%%
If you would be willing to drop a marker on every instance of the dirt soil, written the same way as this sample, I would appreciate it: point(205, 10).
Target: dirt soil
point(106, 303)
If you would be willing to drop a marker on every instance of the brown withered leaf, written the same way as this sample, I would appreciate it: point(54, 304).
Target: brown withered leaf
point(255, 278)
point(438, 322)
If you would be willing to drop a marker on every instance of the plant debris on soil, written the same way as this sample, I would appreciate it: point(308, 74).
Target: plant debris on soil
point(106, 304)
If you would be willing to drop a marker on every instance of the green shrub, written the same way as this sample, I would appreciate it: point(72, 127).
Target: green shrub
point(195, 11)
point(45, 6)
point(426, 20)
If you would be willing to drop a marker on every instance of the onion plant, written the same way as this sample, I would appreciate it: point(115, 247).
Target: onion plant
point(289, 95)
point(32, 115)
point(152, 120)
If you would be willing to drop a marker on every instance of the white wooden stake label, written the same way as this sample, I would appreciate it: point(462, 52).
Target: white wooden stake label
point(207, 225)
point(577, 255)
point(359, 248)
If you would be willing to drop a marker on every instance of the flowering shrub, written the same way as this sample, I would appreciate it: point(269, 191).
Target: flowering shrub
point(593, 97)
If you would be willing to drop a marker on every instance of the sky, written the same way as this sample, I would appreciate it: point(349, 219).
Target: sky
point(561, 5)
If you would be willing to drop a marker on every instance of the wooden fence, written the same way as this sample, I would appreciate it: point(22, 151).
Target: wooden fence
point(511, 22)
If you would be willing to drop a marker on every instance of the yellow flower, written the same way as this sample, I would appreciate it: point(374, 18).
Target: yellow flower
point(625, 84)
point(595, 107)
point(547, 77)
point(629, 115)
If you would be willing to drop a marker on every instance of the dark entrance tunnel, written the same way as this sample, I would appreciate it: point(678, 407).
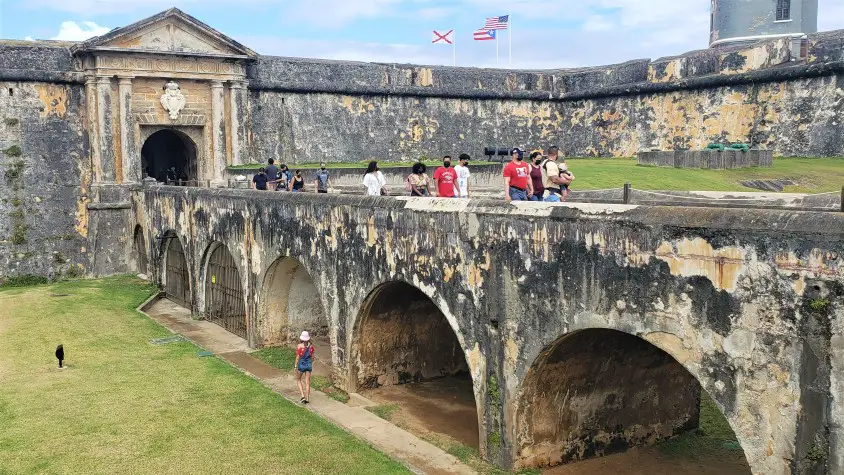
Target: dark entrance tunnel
point(598, 392)
point(175, 275)
point(169, 155)
point(406, 354)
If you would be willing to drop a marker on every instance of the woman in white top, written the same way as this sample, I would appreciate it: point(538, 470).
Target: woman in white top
point(374, 180)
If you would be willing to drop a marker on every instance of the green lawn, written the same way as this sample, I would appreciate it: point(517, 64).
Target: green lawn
point(812, 175)
point(126, 406)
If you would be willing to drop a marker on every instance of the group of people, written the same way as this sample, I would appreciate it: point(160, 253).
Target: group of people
point(449, 181)
point(274, 178)
point(541, 178)
point(544, 178)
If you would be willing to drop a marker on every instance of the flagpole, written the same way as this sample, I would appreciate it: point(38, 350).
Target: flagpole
point(496, 49)
point(510, 37)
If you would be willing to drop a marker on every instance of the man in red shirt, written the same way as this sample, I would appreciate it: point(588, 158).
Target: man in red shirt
point(445, 179)
point(517, 183)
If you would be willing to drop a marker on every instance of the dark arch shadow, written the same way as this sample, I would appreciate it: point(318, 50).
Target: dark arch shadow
point(405, 351)
point(224, 296)
point(169, 155)
point(289, 303)
point(174, 270)
point(140, 260)
point(597, 392)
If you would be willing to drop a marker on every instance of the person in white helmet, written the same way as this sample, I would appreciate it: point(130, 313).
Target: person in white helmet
point(304, 365)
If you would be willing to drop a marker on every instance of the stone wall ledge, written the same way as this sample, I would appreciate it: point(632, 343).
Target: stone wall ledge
point(797, 71)
point(30, 75)
point(765, 221)
point(109, 206)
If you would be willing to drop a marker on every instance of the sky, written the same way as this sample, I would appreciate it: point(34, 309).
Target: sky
point(547, 34)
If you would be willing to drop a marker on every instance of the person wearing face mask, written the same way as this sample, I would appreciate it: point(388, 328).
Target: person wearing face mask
point(536, 176)
point(445, 179)
point(321, 179)
point(517, 183)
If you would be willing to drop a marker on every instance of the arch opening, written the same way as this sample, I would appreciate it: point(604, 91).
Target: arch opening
point(406, 354)
point(175, 276)
point(224, 300)
point(600, 392)
point(290, 303)
point(169, 156)
point(140, 261)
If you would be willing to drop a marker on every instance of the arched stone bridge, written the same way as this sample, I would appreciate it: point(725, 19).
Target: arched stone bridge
point(585, 328)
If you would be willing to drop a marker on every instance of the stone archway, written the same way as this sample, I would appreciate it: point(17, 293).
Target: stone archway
point(169, 154)
point(224, 294)
point(290, 303)
point(405, 353)
point(175, 273)
point(596, 392)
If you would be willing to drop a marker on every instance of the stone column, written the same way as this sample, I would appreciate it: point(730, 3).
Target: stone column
point(238, 121)
point(93, 128)
point(105, 124)
point(218, 134)
point(131, 160)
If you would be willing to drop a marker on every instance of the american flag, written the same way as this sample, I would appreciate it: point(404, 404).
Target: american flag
point(484, 34)
point(497, 23)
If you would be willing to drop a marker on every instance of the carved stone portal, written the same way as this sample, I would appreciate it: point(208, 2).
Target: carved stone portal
point(173, 100)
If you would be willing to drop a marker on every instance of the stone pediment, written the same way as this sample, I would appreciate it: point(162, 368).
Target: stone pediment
%%
YOUR GOAL:
Set out every line of the listing above as a numbered list, dropping any blank lines. Keep the pictures out of your answer.

THE RESPONSE:
1. If you would be willing to drop a marker on every instance of the dirt soil, written the same way as this sample, I would appreciate it: point(205, 10).
2. Target: dirt soil
3. point(106, 303)
4. If you would be willing to drop a marker on every instance of the brown withered leaf, written the same way as this sample, I would appreciate it: point(54, 304).
5. Target: brown withered leaf
6. point(255, 278)
7. point(438, 322)
8. If you would be willing to drop a marker on every instance of the plant debris on soil, written the same way as this sample, I would appreciate it: point(308, 74).
9. Target: plant debris on soil
10. point(106, 304)
11. If you would be willing to drop a marker on every instance of the green shrub, written the same way as this sample, I would appreciate it: point(72, 127).
12. Target: green shrub
13. point(195, 11)
14. point(45, 6)
15. point(426, 20)
16. If you would be willing to drop a marker on every instance of the onion plant, written the same way as this sample, I would appreciate it: point(115, 247).
17. Target: onion plant
18. point(289, 95)
19. point(32, 115)
20. point(152, 120)
21. If you would be willing to drop a marker on every instance of the white wooden stake label, written the same way as this sample, I would appreciate it: point(462, 52).
22. Target: white wooden stake label
23. point(207, 225)
24. point(577, 255)
25. point(359, 248)
26. If you would be willing to drop a marker on every instance of the flowering shrub, written the same way as this sample, I would appreciate it: point(269, 191).
27. Target: flowering shrub
28. point(593, 97)
29. If you would be willing to drop a marker on every instance of the sky, written the same way as this sample, I would appreciate it: point(349, 219).
30. Target: sky
31. point(561, 5)
32. If you would be willing to drop a marker on every instance of the wooden fence, written the same way as this sample, I would appreciate it: point(22, 151).
33. Target: wooden fence
34. point(511, 22)
35. If you would be willing to drop a marker on every instance of the yellow flower, written the same way as this sample, I would appreciate it: point(374, 18).
36. Target: yellow flower
37. point(625, 84)
38. point(595, 107)
39. point(547, 77)
40. point(629, 115)
41. If you would be willing to drop a marker on every instance of the dark entrance tunnel, written the same way as this sample, I would appreciate it: point(678, 407).
42. Target: dark entrance tunnel
43. point(598, 392)
44. point(175, 275)
45. point(169, 155)
46. point(406, 354)
47. If you would be willing to drop a marker on every instance of the woman in white top, written the same way as this sample, I would appreciate it: point(538, 470).
48. Target: woman in white top
49. point(374, 180)
50. If you would be willing to drop a marker on every instance of the green lawn, written the same way as this sample, I would appreciate it: point(517, 64).
51. Target: green lawn
52. point(812, 175)
53. point(126, 406)
54. If you would be willing to drop a marker on every instance of the group of people, written the same way as this sample, I would appreciate it: point(160, 253).
55. Target: group of people
56. point(449, 181)
57. point(274, 178)
58. point(541, 178)
59. point(544, 178)
60. If you would be willing to drop a marker on every instance of the flagpole, written the same way as this sample, I would appreciate it: point(38, 350).
61. Target: flagpole
62. point(496, 49)
63. point(510, 37)
64. If you would be willing to drop a marker on every instance of the man in red shirt, written the same way as this sample, I would appreciate it: point(588, 158).
65. Target: man in red shirt
66. point(445, 179)
67. point(517, 183)
68. If you would be willing to drop a marker on every instance of the dark arch shadow, written the same way as this sample, I would appreciate it: point(318, 50).
69. Target: dark arch shadow
70. point(405, 351)
71. point(224, 296)
72. point(169, 155)
73. point(289, 303)
74. point(174, 270)
75. point(140, 260)
76. point(597, 392)
77. If you would be willing to drop a marker on every instance of the person in white helmet, written the same way as this sample, I would appreciate it: point(130, 313).
78. Target: person in white helmet
79. point(304, 365)
80. If you would be willing to drop a marker on every instance of the stone wall ledge, written the same way as this sample, I would appreciate it: point(632, 343).
81. Target: stone wall ledge
82. point(797, 71)
83. point(30, 75)
84. point(765, 221)
85. point(109, 206)
86. If you would be willing to drop a marker on every instance of the sky, written the same way as this sample, I would appreciate it: point(34, 309).
87. Target: sky
88. point(547, 34)
89. If you would be willing to drop a marker on every instance of the person wearing face mask, written the same way as this sample, I would appreciate it: point(388, 328).
90. Target: person wearing face mask
91. point(536, 176)
92. point(445, 179)
93. point(321, 179)
94. point(517, 183)
95. If you would be willing to drop a marker on every instance of the arch opening, written the same way as this sample, I would appreciate it: point(604, 91).
96. Target: arch opening
97. point(406, 354)
98. point(175, 276)
99. point(224, 300)
100. point(600, 392)
101. point(290, 303)
102. point(169, 156)
103. point(140, 261)
104. If you would be willing to drop a marker on every instance of the arched stone bridge, written the same way as this sample, I would appreciate it: point(725, 19).
105. Target: arched stone bridge
106. point(585, 328)
107. If you would be willing to drop a marker on every instance of the stone archway, written the same way as this sample, I would appreciate it: point(17, 293).
108. Target: stone archway
109. point(169, 154)
110. point(224, 294)
111. point(290, 303)
112. point(405, 353)
113. point(175, 273)
114. point(596, 392)
115. If you would be willing to drop a marker on every instance of the stone column, written the same way as this sample, I would appreciate it: point(730, 3).
116. Target: stone column
117. point(238, 121)
118. point(93, 128)
119. point(105, 124)
120. point(218, 134)
121. point(131, 160)
122. If you would be willing to drop a marker on every instance of the american flag, written the same way as this sample, I would appreciate it: point(404, 404).
123. Target: american flag
124. point(484, 34)
125. point(497, 23)
126. If you would be willing to drop a marker on every instance of the carved stone portal, written the same way as this sample, I would appreciate it: point(208, 2).
127. Target: carved stone portal
128. point(173, 100)
129. If you would be willing to drop a marker on every instance of the stone pediment, written the same way as this sample, I would appreciate it: point(162, 368).
130. Target: stone pediment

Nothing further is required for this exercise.